→ **Job item**
Put every line of the items below into a single numbered list, leaving out any blank lines.

→ **Supplied data**
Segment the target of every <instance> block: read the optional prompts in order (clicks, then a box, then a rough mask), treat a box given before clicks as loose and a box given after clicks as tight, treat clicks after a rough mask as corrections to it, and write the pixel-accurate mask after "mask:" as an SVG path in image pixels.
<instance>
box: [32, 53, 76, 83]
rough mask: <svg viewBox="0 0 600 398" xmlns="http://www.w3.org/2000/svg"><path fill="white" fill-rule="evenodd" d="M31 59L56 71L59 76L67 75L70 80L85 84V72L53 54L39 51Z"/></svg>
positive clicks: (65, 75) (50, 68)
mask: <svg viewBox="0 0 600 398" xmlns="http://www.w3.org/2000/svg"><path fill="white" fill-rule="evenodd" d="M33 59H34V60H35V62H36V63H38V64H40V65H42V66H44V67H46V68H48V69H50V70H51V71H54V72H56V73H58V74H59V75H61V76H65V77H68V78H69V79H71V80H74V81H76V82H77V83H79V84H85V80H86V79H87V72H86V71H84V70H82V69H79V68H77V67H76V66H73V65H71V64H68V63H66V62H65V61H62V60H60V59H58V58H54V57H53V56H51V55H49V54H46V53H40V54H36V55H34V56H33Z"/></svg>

→ **Result of the exercise**
1. Segment the target of every <instance> block: read the optional prompts in order (clicks, then a box, then a rough mask), treat a box given before clicks as loose and a box given after clicks as tight, treat clicks after a rough mask as corrections to it, and write the pixel-accurate mask after "mask:" as an SVG path in image pixels.
2. <instance>
3. box: [32, 53, 76, 83]
4. rough mask: <svg viewBox="0 0 600 398" xmlns="http://www.w3.org/2000/svg"><path fill="white" fill-rule="evenodd" d="M31 59L56 71L59 76L67 75L70 80L85 84V72L53 54L39 51Z"/></svg>
5. positive clicks: (65, 75) (50, 68)
6. mask: <svg viewBox="0 0 600 398" xmlns="http://www.w3.org/2000/svg"><path fill="white" fill-rule="evenodd" d="M33 59H34V60H35V62H36V63H38V64H40V65H42V66H44V67H46V68H48V69H50V70H51V71H54V72H56V73H58V74H59V75H61V76H65V77H68V78H69V79H71V80H74V81H76V82H77V83H79V84H85V80H86V79H87V72H86V71H84V70H82V69H79V68H77V67H76V66H73V65H71V64H68V63H66V62H65V61H62V60H60V59H58V58H54V57H53V56H51V55H49V54H46V53H40V54H36V55H34V56H33Z"/></svg>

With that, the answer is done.